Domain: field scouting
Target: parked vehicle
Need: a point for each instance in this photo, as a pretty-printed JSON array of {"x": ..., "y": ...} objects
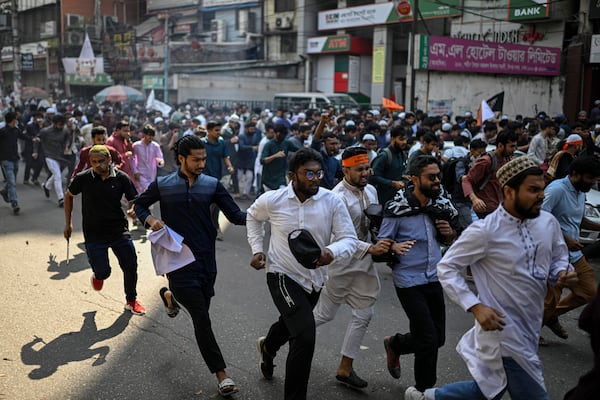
[
  {"x": 315, "y": 100},
  {"x": 592, "y": 212}
]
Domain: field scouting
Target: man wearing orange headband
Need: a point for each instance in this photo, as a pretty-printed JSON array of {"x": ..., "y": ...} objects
[
  {"x": 559, "y": 165},
  {"x": 353, "y": 281}
]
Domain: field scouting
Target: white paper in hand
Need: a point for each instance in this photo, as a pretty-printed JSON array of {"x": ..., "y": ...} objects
[{"x": 169, "y": 253}]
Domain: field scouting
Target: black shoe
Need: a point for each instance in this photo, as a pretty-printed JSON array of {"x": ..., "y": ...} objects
[
  {"x": 265, "y": 361},
  {"x": 557, "y": 328},
  {"x": 169, "y": 302},
  {"x": 353, "y": 381}
]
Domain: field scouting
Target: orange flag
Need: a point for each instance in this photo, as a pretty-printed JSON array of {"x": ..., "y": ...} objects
[{"x": 391, "y": 105}]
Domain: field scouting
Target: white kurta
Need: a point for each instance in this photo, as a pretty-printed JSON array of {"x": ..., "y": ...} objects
[
  {"x": 511, "y": 261},
  {"x": 354, "y": 281}
]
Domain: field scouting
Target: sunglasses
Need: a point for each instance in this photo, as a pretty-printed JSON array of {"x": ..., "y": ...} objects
[
  {"x": 312, "y": 175},
  {"x": 433, "y": 177}
]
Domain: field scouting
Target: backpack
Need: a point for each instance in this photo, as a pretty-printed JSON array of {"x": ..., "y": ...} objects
[
  {"x": 388, "y": 153},
  {"x": 492, "y": 155},
  {"x": 449, "y": 181}
]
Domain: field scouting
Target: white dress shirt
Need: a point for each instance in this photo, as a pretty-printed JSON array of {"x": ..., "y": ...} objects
[
  {"x": 511, "y": 261},
  {"x": 355, "y": 281},
  {"x": 324, "y": 215}
]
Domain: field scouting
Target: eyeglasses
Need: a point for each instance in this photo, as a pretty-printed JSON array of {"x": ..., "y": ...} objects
[
  {"x": 312, "y": 175},
  {"x": 433, "y": 177}
]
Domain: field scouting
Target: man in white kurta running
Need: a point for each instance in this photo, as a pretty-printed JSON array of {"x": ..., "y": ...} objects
[
  {"x": 353, "y": 281},
  {"x": 513, "y": 252}
]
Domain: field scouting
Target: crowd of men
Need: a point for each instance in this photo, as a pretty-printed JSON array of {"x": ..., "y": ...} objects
[{"x": 478, "y": 190}]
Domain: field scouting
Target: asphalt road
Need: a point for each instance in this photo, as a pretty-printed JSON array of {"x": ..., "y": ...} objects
[{"x": 61, "y": 340}]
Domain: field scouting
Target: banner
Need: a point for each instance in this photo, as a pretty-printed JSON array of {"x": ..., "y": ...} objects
[{"x": 441, "y": 53}]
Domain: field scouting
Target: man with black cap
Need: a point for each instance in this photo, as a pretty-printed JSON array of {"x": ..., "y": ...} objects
[
  {"x": 513, "y": 252},
  {"x": 295, "y": 289}
]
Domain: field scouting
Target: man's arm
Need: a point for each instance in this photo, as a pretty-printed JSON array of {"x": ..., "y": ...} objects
[{"x": 68, "y": 207}]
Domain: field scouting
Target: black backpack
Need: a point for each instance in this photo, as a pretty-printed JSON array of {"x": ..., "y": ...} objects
[{"x": 449, "y": 181}]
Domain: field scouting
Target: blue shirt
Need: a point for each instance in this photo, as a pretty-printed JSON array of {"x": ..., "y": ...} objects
[
  {"x": 419, "y": 265},
  {"x": 568, "y": 206},
  {"x": 215, "y": 152},
  {"x": 186, "y": 210}
]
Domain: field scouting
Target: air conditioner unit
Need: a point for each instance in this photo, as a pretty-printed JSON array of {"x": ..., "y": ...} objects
[
  {"x": 242, "y": 22},
  {"x": 47, "y": 29},
  {"x": 109, "y": 21},
  {"x": 75, "y": 38},
  {"x": 218, "y": 30},
  {"x": 283, "y": 23},
  {"x": 74, "y": 21}
]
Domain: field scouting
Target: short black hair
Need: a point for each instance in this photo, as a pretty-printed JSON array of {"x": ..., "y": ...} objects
[
  {"x": 585, "y": 165},
  {"x": 397, "y": 131},
  {"x": 303, "y": 156},
  {"x": 505, "y": 137},
  {"x": 418, "y": 164},
  {"x": 352, "y": 151},
  {"x": 98, "y": 130},
  {"x": 185, "y": 145},
  {"x": 516, "y": 181}
]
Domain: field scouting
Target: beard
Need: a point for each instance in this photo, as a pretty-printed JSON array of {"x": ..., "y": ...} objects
[
  {"x": 528, "y": 213},
  {"x": 432, "y": 192},
  {"x": 582, "y": 187}
]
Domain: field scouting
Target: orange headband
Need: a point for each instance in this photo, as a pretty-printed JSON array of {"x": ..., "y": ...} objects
[
  {"x": 576, "y": 142},
  {"x": 355, "y": 160}
]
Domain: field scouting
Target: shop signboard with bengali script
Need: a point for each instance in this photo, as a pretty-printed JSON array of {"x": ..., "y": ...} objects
[
  {"x": 385, "y": 13},
  {"x": 441, "y": 53}
]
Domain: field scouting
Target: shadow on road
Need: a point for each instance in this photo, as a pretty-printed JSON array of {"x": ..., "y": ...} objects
[
  {"x": 62, "y": 270},
  {"x": 72, "y": 346}
]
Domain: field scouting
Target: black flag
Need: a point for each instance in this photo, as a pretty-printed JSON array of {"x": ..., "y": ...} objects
[{"x": 496, "y": 102}]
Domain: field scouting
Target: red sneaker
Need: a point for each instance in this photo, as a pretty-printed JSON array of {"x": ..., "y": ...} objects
[
  {"x": 97, "y": 283},
  {"x": 135, "y": 307}
]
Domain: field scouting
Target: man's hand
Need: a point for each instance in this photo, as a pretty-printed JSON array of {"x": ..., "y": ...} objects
[
  {"x": 403, "y": 247},
  {"x": 573, "y": 244},
  {"x": 398, "y": 184},
  {"x": 489, "y": 318},
  {"x": 258, "y": 261},
  {"x": 326, "y": 257},
  {"x": 381, "y": 247},
  {"x": 567, "y": 278},
  {"x": 155, "y": 223},
  {"x": 478, "y": 204},
  {"x": 444, "y": 228},
  {"x": 67, "y": 231}
]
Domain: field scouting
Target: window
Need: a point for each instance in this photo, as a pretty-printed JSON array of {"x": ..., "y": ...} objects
[
  {"x": 288, "y": 43},
  {"x": 285, "y": 5}
]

REQUIREMENT → Without the images, write out each line of the data verbatim.

SOLUTION TO THIS TASK →
Domain: field scouting
Target: parked vehicle
Need: a point for each instance in this photo, as a pretty-printed JSON array of {"x": ..., "y": ...} objects
[
  {"x": 315, "y": 100},
  {"x": 592, "y": 212}
]
Domain: field scouting
Target: man wearing orange headband
Need: a point for each instance in this photo, as a pretty-printed JSON array of {"x": ..., "y": ...} objects
[
  {"x": 559, "y": 165},
  {"x": 353, "y": 281}
]
Domain: field scouting
Target: white paper in hand
Need: a point for each instance in this photo, as a pretty-printed JSON array of {"x": ..., "y": ...} objects
[{"x": 169, "y": 253}]
Domain: field scouting
Target: black shoe
Need: a point for each instance in this photo, as a pretty-printed JSON array of {"x": ..., "y": ...} objects
[
  {"x": 265, "y": 361},
  {"x": 557, "y": 328},
  {"x": 169, "y": 302},
  {"x": 353, "y": 381}
]
Domain: field scouting
Target: orange flag
Need: a point for each instance in this photo, as a pretty-printed JSON array of {"x": ..., "y": ...} objects
[{"x": 391, "y": 105}]
Domain: field scouting
Target: white kurta
Need: a point for each instance in this photo, as a pretty-printed JSON array of {"x": ..., "y": ...} objects
[
  {"x": 511, "y": 261},
  {"x": 354, "y": 281}
]
Domain: field scouting
Target: sunglasses
Need: a point for each instance in this photo, as a pretty-printed JSON array of {"x": ..., "y": ...} objects
[
  {"x": 312, "y": 175},
  {"x": 433, "y": 177}
]
Domain: field scouting
Target: backpack
Need: a point for each instance in this photo, as a pretty-printed JSON array of {"x": ..., "y": ...} objects
[
  {"x": 388, "y": 153},
  {"x": 492, "y": 155},
  {"x": 449, "y": 181}
]
Domain: field scouting
Target: white dress shirt
Need: a point for each instance in this photo, as a pretty-printed JSON array of {"x": ..., "y": ...} objects
[
  {"x": 511, "y": 261},
  {"x": 355, "y": 281},
  {"x": 324, "y": 215}
]
Domain: field scouting
Target: eyeglasses
Need: a point for each instance in this photo, as a pretty-printed JSON array of {"x": ..., "y": ...} objects
[
  {"x": 312, "y": 175},
  {"x": 433, "y": 177}
]
Domain: field scouting
Target: man in white kurta running
Need: a point for each instance in this photo, as a pretty-printed JSON array of {"x": ..., "y": ...} objects
[
  {"x": 353, "y": 281},
  {"x": 513, "y": 252}
]
Domain: field scouting
Target: crowd of men
Need: a point for each instance in this photo, as a pretty-printed JSON array of {"x": ..., "y": ...} objects
[{"x": 478, "y": 190}]
Domain: field scouting
Target: asphalt road
Need: a point for each instance in this photo, as a pretty-printed JSON array of {"x": ..., "y": ...} objects
[{"x": 61, "y": 340}]
Domain: field scouting
Target: banner
Need: a point for each instance in this photo, as a pretty-printed JSON array of {"x": ..., "y": ...} objects
[{"x": 441, "y": 53}]
Domain: field scouting
Target: man with black cap
Need: a point for each instance in this photo, as a pretty-printed JSON array of {"x": ..., "y": ...} objects
[
  {"x": 513, "y": 252},
  {"x": 295, "y": 289}
]
Domain: field scouting
Target: man's arm
Need: a point for each instance in this photo, as a pretty-printed JSON array of {"x": ..., "y": ...} objects
[{"x": 68, "y": 207}]
Domain: field scouting
Target: black backpack
Need: a point for each instance in this photo, as a pretty-printed JSON array of {"x": ..., "y": ...} objects
[{"x": 449, "y": 181}]
Domain: field scouting
Target: blue shirt
Need: a point for each instance in this photo, as a pretty-printed JSON array of {"x": ..., "y": ...} objects
[
  {"x": 419, "y": 265},
  {"x": 568, "y": 206},
  {"x": 215, "y": 152},
  {"x": 186, "y": 210}
]
Domain: field scouting
Target: air conditioner unit
Need: a point for each instance in this photo, as a pretty-printed JSON array of {"x": ..., "y": ...} objects
[
  {"x": 242, "y": 22},
  {"x": 47, "y": 29},
  {"x": 109, "y": 21},
  {"x": 75, "y": 38},
  {"x": 218, "y": 30},
  {"x": 283, "y": 23},
  {"x": 74, "y": 21}
]
Domain: field scouting
Target: short black hair
Need: a point for each instance in this photo, as a pretty-printed JSON array of {"x": ..., "y": ...} objects
[
  {"x": 585, "y": 165},
  {"x": 397, "y": 131},
  {"x": 303, "y": 156},
  {"x": 505, "y": 137},
  {"x": 418, "y": 164},
  {"x": 352, "y": 151},
  {"x": 98, "y": 130},
  {"x": 185, "y": 145},
  {"x": 516, "y": 181}
]
Domain: field scouting
Target: beard
Need: a point for each instance in this photo, as a pretty-printed JSON array of {"x": ..., "y": ...} objects
[
  {"x": 528, "y": 213},
  {"x": 432, "y": 192},
  {"x": 582, "y": 187}
]
Domain: field scouting
Target: orange headband
Need: a point for each instance in this photo, as a pretty-printed JSON array of {"x": ..., "y": ...} objects
[
  {"x": 576, "y": 142},
  {"x": 355, "y": 160}
]
Domain: field scouting
Target: shop signboard with bengali script
Need: a point for each instance in this photo, as a pretty-printed JSON array of {"x": ..., "y": ...} objects
[
  {"x": 385, "y": 13},
  {"x": 441, "y": 53}
]
Domain: field scouting
Target: shadow on road
Need: a point for each instance in this photo, as a pretty-printed JSON array of {"x": ..., "y": ...} objects
[
  {"x": 62, "y": 270},
  {"x": 72, "y": 346}
]
Domain: field scouting
Target: black flag
Need: a point for each instance in this photo, as a pretty-printed JSON array of {"x": ..., "y": ...} objects
[{"x": 496, "y": 102}]
Domain: field scouting
Target: red sneaker
Need: a point for each instance in this photo, as a pretty-printed JSON array of {"x": ..., "y": ...} objects
[
  {"x": 97, "y": 283},
  {"x": 135, "y": 307}
]
Domain: field scouting
Target: man's hand
Need: a point for each instance in this photo, as a pretty-printed JSON array of {"x": ..., "y": ...} objects
[
  {"x": 403, "y": 247},
  {"x": 573, "y": 244},
  {"x": 398, "y": 184},
  {"x": 489, "y": 318},
  {"x": 258, "y": 261},
  {"x": 326, "y": 257},
  {"x": 381, "y": 247},
  {"x": 567, "y": 278},
  {"x": 155, "y": 223},
  {"x": 478, "y": 204},
  {"x": 444, "y": 228},
  {"x": 67, "y": 231}
]
Domain: field scouting
Target: window
Need: a point for each instance in this photo, as a pretty-printed JSON array of {"x": ..., "y": ...} objects
[
  {"x": 288, "y": 43},
  {"x": 285, "y": 5}
]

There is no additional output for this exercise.